• [Document excerpt]:

_ _ _ _

Patrice Ford Lyn, founder and CEO of Catapult Change. (Photo courtesy Woke Media)
As we celebrate Pride month, Patrice Ford Lyn, a Black bisexual executive coach based in Fort Lauderdale, reminds the LGBTQ+ community to take care of themselves and each other while fighting for visibility.
Immigrating from Jamaica at age five, Ford Lyn would later graduate from both Yale University with a Bachelor of Arts degree in Sociology and Harvard University with a Masters in Nonprofit Management. She also has an advanced certification in coaching from the International Coaching Federation.
With over 25 years of executive coaching and consulting experience, Ford Lyn has become a successful self-made entrepreneur, launching the executive coaching business Catapult Change in 2010.
Ford Lyn moved to South Florida from Washington, D.C. in the midst of the pandemic after seeing the insurrection on Jan. 6. She said she wanted to move somewhere where she and her wife could breathe a little easier. Not long after moving to Tamarac, she was diagnosed with breast cancer. It would take her a few years to really see her new community.
“We have felt absolutely cared for and held by this community, but in the more recent months, we have seen what feels like an absolute assault on the LGBTQ population, an assault on women with the overturning of Roe v. Wade, it has become really scary,” Ford Lyn says.
She refers to the recent stream of anti-LGBTQ+ legislation passed in Florida and around the country, targeting queer and trans individuals and their visibility, right to healthcare, book bans and “saying gay” in schools. Ford Lyn says these new laws and legislations are affecting people right now, that they aren’t hypothetical situations, adding that the lawmakers are trying to take away knowledge to keep people disempowered.
“I find myself with feelings of emotional dysregulation, especially as a Black queer woman in Florida,” she says. “It felt like we were moving in the direction of freedom and possibility. It felt like all the things we fought so hard for, our rights and especially the rights of transgender individuals and families, were being scaled back. It is hard to be here in many ways… As a Black, queer, immigrant woman, these things take a toll. Sometimes I wonder if that’s the point of some of these rollbacks, to tire us out so that we have no fight, no advocacy.”

_ _ _ _

• [Provided material]:
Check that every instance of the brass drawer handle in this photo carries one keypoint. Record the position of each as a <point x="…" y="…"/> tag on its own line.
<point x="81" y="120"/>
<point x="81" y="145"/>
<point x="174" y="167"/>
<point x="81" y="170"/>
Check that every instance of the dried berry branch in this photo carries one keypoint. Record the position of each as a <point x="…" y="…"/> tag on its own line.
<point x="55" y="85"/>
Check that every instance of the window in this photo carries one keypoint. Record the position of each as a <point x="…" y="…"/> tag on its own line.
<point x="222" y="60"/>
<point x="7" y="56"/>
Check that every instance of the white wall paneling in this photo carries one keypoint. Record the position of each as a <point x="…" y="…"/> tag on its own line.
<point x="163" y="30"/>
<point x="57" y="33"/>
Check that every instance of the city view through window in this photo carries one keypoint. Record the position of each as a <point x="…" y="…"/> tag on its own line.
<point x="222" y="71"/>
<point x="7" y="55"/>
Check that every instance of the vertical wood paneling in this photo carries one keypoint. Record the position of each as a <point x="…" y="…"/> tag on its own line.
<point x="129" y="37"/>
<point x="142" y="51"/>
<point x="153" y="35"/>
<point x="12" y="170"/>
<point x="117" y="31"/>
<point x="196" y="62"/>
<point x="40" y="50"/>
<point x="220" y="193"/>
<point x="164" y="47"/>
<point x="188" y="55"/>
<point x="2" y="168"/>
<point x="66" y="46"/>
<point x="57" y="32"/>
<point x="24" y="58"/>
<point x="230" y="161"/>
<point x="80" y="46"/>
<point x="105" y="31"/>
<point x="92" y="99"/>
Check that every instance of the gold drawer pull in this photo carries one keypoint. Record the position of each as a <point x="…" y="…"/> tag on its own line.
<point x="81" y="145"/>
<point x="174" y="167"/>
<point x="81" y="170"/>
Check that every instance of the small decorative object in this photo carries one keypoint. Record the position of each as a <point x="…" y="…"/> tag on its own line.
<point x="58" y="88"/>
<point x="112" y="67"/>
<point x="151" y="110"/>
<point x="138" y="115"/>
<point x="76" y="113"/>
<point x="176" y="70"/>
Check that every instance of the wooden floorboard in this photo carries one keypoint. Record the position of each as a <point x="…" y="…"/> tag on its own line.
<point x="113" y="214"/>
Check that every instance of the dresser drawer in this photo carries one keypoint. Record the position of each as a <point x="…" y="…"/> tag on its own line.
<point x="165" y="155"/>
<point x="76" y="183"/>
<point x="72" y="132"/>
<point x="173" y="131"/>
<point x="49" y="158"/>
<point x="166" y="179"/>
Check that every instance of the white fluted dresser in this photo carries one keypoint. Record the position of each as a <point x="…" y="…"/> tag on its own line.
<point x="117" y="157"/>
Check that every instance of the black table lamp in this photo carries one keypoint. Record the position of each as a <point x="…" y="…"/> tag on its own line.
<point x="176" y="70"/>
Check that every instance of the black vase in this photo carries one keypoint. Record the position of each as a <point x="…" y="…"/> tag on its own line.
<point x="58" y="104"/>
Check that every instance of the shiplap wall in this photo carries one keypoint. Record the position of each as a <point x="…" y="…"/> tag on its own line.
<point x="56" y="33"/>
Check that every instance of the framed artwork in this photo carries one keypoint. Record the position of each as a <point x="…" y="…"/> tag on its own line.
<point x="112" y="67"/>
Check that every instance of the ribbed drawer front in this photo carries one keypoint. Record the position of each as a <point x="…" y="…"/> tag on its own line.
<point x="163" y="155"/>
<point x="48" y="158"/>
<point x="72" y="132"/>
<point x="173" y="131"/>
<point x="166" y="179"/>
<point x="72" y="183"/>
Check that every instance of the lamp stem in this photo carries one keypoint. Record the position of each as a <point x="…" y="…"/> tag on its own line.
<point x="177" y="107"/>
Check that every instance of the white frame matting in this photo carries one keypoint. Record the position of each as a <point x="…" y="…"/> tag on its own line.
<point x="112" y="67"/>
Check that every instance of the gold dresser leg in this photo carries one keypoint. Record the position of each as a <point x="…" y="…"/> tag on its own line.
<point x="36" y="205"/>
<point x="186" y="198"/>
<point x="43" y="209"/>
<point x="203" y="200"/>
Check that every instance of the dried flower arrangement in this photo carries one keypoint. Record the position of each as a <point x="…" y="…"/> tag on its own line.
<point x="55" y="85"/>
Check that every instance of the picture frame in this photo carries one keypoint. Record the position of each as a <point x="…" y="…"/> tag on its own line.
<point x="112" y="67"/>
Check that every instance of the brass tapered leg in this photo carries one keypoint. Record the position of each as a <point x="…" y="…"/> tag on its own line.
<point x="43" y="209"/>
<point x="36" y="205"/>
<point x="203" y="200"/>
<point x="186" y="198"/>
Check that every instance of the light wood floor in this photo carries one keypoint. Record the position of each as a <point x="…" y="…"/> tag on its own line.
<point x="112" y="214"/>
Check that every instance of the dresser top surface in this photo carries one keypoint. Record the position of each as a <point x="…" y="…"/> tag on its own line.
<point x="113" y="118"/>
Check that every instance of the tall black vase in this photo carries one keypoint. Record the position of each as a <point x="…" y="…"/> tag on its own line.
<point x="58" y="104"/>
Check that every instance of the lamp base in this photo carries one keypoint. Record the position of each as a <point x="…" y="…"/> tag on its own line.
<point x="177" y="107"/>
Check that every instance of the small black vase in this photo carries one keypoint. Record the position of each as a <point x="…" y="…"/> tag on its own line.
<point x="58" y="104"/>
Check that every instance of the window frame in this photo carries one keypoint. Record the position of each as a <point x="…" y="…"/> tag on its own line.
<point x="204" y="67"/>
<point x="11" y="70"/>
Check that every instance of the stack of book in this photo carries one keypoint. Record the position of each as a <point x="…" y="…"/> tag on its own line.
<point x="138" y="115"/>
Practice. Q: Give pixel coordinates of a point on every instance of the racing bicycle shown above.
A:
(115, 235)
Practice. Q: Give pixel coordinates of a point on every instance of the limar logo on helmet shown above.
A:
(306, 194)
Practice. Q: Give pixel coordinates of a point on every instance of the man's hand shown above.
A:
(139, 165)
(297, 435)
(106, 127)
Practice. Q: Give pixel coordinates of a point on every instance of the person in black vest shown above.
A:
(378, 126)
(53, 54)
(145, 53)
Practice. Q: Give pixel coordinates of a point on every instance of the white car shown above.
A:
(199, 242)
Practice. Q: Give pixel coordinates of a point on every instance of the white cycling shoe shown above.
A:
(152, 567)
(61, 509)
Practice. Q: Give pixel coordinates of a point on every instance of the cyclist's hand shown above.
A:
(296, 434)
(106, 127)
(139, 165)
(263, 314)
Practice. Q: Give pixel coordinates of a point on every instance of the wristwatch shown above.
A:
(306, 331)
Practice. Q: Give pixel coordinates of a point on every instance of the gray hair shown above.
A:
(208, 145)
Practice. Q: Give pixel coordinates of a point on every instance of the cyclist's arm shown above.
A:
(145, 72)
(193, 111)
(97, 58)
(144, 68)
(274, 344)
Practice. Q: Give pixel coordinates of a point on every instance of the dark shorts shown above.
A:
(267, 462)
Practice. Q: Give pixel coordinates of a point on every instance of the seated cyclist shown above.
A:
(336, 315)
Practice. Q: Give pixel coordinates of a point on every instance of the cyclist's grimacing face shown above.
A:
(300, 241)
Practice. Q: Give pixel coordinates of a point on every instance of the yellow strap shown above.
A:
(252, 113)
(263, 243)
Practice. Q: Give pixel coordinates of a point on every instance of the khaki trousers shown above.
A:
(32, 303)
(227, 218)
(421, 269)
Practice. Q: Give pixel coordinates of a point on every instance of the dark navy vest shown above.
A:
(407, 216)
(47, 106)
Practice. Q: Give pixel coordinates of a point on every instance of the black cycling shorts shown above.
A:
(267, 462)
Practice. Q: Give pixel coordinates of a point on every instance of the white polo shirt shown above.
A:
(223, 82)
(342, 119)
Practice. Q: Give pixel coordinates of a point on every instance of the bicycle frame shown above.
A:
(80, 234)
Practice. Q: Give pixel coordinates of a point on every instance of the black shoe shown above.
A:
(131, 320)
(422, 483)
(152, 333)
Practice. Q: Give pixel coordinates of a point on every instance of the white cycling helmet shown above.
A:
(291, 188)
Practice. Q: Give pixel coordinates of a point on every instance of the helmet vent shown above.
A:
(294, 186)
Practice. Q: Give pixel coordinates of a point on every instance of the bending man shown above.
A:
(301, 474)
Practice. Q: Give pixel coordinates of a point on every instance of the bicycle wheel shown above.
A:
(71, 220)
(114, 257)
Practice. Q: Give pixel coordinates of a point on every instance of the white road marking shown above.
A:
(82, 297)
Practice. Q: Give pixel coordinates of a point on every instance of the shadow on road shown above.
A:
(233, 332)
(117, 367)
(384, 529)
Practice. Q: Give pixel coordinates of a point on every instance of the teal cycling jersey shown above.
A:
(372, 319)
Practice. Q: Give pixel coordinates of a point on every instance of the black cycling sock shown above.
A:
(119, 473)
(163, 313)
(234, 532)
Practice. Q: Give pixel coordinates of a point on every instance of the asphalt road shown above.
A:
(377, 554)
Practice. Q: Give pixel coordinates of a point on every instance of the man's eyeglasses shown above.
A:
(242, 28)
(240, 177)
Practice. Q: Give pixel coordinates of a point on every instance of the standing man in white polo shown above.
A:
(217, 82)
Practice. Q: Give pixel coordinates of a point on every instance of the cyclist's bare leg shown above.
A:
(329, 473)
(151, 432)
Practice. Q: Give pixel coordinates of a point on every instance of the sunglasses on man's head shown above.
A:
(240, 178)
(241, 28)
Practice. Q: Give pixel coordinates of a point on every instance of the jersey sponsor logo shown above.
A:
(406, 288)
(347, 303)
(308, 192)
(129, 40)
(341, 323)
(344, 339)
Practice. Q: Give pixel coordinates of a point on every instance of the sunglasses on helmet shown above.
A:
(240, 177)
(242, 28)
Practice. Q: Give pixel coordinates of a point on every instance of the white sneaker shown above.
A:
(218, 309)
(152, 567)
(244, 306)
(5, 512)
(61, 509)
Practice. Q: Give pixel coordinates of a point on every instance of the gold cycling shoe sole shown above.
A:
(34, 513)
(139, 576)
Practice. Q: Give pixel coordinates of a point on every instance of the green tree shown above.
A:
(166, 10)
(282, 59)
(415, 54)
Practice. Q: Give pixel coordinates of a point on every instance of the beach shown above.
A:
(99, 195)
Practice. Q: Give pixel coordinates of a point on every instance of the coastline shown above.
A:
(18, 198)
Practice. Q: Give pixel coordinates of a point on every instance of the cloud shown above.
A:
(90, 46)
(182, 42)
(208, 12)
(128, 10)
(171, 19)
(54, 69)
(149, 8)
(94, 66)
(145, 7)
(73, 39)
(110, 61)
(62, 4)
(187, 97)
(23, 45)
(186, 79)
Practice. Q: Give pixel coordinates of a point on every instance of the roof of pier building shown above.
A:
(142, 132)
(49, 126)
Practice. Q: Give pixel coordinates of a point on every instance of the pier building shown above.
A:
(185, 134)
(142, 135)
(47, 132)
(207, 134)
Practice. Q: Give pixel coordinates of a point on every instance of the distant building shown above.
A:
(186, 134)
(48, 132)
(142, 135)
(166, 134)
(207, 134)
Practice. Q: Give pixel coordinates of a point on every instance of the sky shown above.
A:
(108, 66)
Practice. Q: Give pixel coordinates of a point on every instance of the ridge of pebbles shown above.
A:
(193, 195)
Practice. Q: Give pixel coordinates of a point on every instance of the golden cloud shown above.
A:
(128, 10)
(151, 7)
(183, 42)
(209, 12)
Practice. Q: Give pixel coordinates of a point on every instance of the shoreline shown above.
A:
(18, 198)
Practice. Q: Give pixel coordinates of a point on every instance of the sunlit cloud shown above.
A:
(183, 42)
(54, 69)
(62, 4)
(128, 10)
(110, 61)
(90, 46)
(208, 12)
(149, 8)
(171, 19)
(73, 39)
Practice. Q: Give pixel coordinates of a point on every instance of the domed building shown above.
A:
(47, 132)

_ _ _ _

• [What this task involves]:
Answer these questions from the profile of Patrice Ford Lyn:
1. In what year did Ford Lyn launch Catapult Change?
2. At what age did she immigrate from Jamaica?
3. To what place did she move not long before her breast cancer diagnosis?
These records come from a separate source and are not connected to the text.

• [Worked solution]:
1. 2010
2. Five
3. Tamarac